[SOURCE PASSAGE]
---

By Evelyn I. Rodriguez
I hate the idea of starting a story about my mom with her being dead. But she is. And for the past ten years, that fact is the first thing that’s come to mind whenever anyone—whether they know this fact or not—has asked about her.
The consensus at her wake and celebration of life was that my mom was vivacious and the life of every party. So it feels almost irreverent to be fixated on her death. But even when I recall the moments when she seemed most alive to me—when her puppy made her laugh and her eyes crinkled into sparkly crescent moons, when she bestowed a new piece of tsismis to her circle of kumare and found herself at the delightful center of their attention, when she turned up the sound system in our living room and ignored my pleas to lower the volume so she could turn our carpeted sala into her personal disco—I end up remembering that I’ll never again hear her chuckle, or marvel at her comfort in the spotlight, or watch others admire her on a dance floor.
Knowing this doesn’t make me ache the way it did the first nine years after she left us. In fact, now that I’m at the age when it’s no longer alarming to hear of a friend’s parent’s death, and it’s become unexceptional to hear about friends helping parents decide between assisted-living homes or a live-in nurse, arrange advance directives, and make other end-of-life decisions, it’s occurred to me that maybe my sister and I got lucky?
Don’t get me wrong: It will never seem fair that she crossed the rainbow before I could collect her recipes, make more recordings of her doing mundane things, or ask her the right questions (Do we have diseases that run in the family? What were you like at my age? What can you tell me now about yourself that you couldn’t tell me when I was younger?). It still stings when I remember how, the year after her death, my motherless-ness seemed amplified every time the salesperson at a bridal shop asked, “When will your mother be joining us?” or “What would she think?” And I still wonder: Would my father have survived more than three years after her if he hadn’t become so heartbroken and disoriented after her passing? Would I have been more open to bringing a new generation into our family if her presence meant I could still access the repository of mothering knowledge that was lost when she became the last of her sisters to go?

---

Rewrite the part of the essay that opens with the words containing "By Evelyn I." and closes with "asked about her.", replacing "fact" with "truth". The data after this point stands apart from the essay.

[MATERIAL SHOWN]

---

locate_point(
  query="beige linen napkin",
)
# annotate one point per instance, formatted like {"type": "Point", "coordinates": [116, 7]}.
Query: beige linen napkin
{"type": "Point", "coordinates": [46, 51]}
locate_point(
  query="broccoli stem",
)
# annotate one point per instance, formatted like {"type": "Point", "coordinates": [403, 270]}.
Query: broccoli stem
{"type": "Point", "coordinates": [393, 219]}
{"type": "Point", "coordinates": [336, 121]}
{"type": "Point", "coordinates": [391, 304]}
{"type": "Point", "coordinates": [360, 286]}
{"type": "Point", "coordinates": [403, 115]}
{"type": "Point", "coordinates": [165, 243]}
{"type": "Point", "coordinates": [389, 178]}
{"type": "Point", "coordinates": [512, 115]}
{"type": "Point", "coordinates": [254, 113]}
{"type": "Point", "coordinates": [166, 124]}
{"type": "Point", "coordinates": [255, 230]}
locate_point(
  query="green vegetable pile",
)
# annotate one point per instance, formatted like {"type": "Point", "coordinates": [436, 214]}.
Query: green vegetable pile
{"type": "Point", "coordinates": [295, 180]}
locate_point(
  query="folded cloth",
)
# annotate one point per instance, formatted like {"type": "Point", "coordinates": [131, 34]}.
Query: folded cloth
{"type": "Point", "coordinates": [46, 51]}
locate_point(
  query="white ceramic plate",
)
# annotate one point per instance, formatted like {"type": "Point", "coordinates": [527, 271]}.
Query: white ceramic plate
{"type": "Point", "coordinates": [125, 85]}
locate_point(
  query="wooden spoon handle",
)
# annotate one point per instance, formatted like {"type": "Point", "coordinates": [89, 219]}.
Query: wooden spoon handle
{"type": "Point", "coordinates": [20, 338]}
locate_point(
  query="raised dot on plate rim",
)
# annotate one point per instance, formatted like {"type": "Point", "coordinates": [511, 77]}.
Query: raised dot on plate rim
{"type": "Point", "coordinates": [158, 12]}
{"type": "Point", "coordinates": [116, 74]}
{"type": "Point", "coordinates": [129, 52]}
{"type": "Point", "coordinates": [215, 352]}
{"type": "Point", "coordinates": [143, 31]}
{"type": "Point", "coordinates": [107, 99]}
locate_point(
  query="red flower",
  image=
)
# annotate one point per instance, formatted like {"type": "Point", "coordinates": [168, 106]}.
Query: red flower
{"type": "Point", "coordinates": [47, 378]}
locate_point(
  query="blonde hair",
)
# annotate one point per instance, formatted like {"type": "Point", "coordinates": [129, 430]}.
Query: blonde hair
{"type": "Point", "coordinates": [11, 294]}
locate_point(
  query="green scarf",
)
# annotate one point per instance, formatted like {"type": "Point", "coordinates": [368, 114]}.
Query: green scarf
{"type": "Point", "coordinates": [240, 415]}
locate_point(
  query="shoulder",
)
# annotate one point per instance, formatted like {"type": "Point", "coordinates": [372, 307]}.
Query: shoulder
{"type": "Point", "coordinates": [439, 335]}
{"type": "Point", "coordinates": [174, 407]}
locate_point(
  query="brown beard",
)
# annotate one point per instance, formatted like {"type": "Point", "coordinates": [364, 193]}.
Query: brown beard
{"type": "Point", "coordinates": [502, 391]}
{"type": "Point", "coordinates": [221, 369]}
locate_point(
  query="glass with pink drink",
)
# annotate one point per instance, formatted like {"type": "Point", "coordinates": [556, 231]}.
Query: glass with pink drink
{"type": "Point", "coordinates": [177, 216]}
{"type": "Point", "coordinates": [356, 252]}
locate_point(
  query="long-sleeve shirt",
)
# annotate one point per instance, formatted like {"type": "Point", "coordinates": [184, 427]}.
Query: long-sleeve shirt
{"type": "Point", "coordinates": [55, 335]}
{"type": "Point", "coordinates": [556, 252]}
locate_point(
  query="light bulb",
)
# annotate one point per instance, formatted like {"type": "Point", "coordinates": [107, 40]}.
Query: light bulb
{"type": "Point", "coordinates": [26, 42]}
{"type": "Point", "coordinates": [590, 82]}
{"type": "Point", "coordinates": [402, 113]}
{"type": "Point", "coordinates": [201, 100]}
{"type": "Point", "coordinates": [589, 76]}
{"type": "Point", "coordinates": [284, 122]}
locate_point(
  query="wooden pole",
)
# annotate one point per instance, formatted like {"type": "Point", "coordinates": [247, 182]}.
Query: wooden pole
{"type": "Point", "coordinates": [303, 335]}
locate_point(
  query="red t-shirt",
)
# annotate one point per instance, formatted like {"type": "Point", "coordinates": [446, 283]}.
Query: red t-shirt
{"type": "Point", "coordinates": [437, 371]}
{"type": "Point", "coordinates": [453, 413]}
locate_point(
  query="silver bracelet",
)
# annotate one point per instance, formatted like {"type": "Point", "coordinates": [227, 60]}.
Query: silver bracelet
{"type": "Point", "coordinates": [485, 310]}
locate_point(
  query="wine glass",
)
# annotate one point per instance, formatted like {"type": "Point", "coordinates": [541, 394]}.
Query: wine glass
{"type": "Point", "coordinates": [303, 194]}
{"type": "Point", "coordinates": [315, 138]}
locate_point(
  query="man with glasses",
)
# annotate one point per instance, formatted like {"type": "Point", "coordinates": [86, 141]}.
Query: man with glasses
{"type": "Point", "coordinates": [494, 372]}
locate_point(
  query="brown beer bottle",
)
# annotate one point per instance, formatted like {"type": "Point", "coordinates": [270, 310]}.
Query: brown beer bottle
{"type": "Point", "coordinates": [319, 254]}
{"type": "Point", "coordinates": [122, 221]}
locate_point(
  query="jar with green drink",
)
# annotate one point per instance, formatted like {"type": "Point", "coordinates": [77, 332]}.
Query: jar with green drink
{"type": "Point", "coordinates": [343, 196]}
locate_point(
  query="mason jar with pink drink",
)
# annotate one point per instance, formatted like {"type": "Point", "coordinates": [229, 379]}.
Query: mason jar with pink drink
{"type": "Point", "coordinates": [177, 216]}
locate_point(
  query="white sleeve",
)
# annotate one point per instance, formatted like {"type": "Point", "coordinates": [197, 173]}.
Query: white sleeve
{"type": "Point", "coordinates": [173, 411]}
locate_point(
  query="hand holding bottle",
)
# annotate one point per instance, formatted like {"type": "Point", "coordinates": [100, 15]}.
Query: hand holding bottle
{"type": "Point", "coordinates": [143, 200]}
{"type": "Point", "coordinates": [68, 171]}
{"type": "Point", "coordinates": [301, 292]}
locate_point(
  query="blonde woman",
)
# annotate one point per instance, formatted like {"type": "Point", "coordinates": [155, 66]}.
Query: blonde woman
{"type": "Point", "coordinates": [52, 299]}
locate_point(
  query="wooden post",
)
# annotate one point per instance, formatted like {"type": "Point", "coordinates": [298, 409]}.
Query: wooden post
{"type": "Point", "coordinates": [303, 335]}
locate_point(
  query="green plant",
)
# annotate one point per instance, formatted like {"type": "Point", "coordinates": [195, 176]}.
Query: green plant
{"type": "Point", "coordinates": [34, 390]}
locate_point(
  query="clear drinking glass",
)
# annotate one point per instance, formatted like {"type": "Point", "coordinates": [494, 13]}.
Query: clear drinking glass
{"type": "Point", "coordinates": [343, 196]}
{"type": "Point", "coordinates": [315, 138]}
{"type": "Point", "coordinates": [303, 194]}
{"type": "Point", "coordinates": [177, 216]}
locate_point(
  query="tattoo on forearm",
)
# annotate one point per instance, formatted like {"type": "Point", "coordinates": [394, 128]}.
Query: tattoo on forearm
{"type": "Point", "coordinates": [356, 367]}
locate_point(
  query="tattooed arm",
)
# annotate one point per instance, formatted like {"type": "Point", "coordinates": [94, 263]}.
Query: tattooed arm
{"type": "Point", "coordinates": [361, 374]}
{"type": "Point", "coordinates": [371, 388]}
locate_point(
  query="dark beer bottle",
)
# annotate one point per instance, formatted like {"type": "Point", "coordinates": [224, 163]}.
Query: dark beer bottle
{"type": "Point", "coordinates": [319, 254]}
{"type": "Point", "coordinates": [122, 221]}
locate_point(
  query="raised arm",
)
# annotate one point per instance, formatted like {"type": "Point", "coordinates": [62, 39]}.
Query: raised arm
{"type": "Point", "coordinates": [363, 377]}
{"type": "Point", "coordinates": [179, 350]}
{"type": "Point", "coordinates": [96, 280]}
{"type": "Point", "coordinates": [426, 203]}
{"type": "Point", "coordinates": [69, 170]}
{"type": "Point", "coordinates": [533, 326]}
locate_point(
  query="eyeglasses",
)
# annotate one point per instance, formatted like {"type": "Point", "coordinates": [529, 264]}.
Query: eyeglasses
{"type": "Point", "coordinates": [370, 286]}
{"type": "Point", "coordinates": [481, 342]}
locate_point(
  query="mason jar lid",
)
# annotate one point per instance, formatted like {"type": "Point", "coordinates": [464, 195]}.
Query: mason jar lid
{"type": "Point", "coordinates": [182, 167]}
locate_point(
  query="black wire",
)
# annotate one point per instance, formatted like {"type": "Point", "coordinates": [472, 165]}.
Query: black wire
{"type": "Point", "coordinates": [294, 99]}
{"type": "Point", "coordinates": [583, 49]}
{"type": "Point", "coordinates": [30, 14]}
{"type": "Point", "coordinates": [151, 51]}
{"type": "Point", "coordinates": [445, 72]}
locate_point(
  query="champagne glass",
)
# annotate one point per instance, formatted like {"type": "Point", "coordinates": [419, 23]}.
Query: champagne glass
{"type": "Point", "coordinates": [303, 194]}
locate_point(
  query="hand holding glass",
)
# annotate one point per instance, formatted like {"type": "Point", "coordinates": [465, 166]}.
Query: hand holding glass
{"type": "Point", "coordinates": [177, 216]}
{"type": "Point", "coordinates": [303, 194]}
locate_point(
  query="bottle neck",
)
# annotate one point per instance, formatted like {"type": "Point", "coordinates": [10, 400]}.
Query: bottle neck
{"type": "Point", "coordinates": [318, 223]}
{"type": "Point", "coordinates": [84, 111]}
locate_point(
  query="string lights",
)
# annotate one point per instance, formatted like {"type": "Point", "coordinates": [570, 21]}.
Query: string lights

---

[ANSWER SPACE]
By Evelyn I. Rodriguez
I hate the idea of starting a story about my mom with her being dead. But she is. And for the past ten years, that truth is the first thing that’s come to mind whenever anyone—whether they know this truth or not—has asked about her.